Défi a: Reproduisez intégralement le texte sur le mu‘tazilisme, sans en modifier un seul caractère.

Texte fourni:
#####

MU‘TAZILISME
Le mu‘tazilisme est une des sectes (firaq) les plus importantes de l' islam. Elle a des origines politiques qui remontent aux premiers temps du califat, et ses adeptes ont joué un rôle dans les événements qui ont marqué la période umayyade et ‘abbāside. Elle s'est d'autre part signalée comme la première des écoles de théologie spéculative (kalām). La pensée religieuse musulmane s'est développée à partir d'elle et souvent en fonction d'elle. C'est par sa doctrine que le mu‘tazilisme a survécu et que son esprit peut encore inspirer la réflexion des penseurs musulmans.

#####

Enregistrements d'entrée:
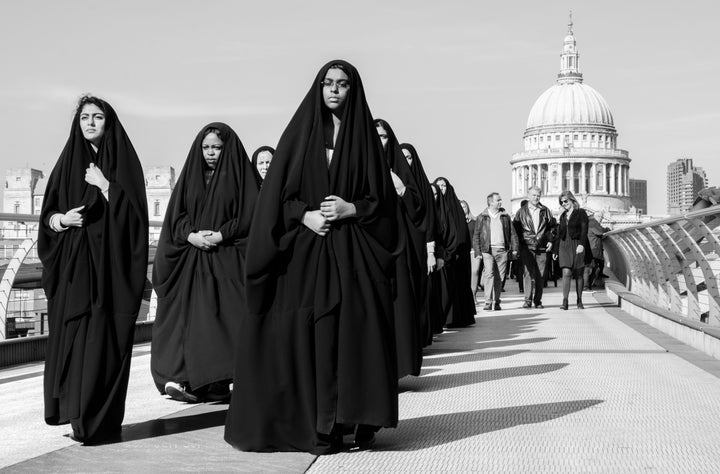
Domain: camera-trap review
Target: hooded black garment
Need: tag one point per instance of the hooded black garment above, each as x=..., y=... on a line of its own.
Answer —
x=458, y=266
x=410, y=269
x=318, y=346
x=94, y=277
x=260, y=150
x=431, y=234
x=201, y=294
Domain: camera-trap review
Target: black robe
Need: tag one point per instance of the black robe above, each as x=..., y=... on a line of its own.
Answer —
x=457, y=294
x=201, y=293
x=318, y=346
x=94, y=277
x=429, y=227
x=410, y=268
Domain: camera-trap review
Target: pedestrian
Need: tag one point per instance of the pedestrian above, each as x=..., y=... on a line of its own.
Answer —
x=262, y=158
x=534, y=225
x=495, y=241
x=570, y=246
x=457, y=267
x=93, y=244
x=596, y=234
x=317, y=352
x=199, y=267
x=475, y=259
x=429, y=224
x=410, y=272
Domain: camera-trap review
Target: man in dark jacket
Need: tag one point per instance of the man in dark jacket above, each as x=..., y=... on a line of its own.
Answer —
x=593, y=271
x=493, y=238
x=534, y=225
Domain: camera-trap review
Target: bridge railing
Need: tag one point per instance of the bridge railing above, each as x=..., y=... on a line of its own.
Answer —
x=23, y=306
x=672, y=263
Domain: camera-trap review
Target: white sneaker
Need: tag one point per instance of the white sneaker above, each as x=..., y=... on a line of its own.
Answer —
x=178, y=392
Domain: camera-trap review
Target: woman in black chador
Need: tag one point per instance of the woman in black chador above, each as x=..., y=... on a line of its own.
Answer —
x=430, y=239
x=93, y=243
x=410, y=272
x=457, y=296
x=262, y=158
x=317, y=350
x=199, y=266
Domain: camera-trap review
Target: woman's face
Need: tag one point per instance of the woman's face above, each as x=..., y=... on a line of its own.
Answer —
x=566, y=203
x=263, y=162
x=212, y=149
x=92, y=123
x=335, y=89
x=383, y=135
x=408, y=156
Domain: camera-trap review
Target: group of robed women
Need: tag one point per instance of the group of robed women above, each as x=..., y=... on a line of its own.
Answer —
x=311, y=291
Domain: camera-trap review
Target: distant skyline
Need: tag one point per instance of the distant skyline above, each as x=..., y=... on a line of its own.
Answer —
x=456, y=78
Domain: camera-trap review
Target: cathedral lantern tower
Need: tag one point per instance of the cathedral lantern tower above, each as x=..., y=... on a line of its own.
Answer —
x=570, y=142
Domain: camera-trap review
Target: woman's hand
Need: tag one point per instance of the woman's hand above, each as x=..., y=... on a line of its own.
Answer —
x=72, y=218
x=397, y=182
x=198, y=240
x=211, y=236
x=94, y=176
x=316, y=222
x=335, y=208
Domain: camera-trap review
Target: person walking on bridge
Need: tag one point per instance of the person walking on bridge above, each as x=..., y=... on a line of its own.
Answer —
x=534, y=225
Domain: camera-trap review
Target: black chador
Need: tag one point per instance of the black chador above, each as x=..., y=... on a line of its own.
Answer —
x=317, y=349
x=411, y=267
x=93, y=276
x=201, y=291
x=429, y=237
x=457, y=295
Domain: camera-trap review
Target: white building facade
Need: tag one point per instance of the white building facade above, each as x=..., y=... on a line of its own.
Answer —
x=570, y=142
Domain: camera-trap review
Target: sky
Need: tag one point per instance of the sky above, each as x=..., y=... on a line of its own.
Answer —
x=455, y=78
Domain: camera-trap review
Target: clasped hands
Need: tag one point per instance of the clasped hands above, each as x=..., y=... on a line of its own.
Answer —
x=205, y=239
x=333, y=208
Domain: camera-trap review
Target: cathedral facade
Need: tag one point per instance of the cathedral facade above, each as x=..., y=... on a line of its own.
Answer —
x=570, y=143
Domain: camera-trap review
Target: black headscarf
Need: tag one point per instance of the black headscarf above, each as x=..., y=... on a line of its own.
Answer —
x=114, y=236
x=423, y=184
x=455, y=230
x=224, y=204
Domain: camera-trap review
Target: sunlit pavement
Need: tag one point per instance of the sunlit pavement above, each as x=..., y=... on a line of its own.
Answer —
x=523, y=390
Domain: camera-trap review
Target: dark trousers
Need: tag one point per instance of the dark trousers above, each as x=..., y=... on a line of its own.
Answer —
x=533, y=280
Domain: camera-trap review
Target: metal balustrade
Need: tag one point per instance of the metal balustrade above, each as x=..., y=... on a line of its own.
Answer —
x=23, y=306
x=672, y=263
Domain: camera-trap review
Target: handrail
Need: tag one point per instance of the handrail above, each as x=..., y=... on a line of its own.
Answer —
x=673, y=263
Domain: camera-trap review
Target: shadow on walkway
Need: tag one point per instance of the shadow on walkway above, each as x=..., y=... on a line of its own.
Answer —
x=429, y=431
x=442, y=382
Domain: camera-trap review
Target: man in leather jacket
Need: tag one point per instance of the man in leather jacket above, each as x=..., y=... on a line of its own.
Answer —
x=535, y=225
x=495, y=240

#####

Défi b: Relevez toutes les lignes des enregistrements qui contiennent le mot "pavement" et recopiez-les telles quelles.

Réponse attendue a:
MU‘TAZILISME
Le mu‘tazilisme est une des sectes (firaq) les plus importantes de l' islam. Elle a des origines politiques qui remontent aux premiers temps du califat, et ses adeptes ont joué un rôle dans les événements qui ont marqué la période umayyade et ‘abbāside. Elle s'est d'autre part signalée comme la première des écoles de théologie spéculative (kalām). La pensée religieuse musulmane s'est développée à partir d'elle et souvent en fonction d'elle. C'est par sa doctrine que le mu‘tazilisme a survécu et que son esprit peut encore inspirer la réflexion des penseurs musulmans.

Réponse attendue b:
Target: sunlit pavement
Need: tag one point per instance of the sunlit pavement above, each as x=..., y=... on a line of its own.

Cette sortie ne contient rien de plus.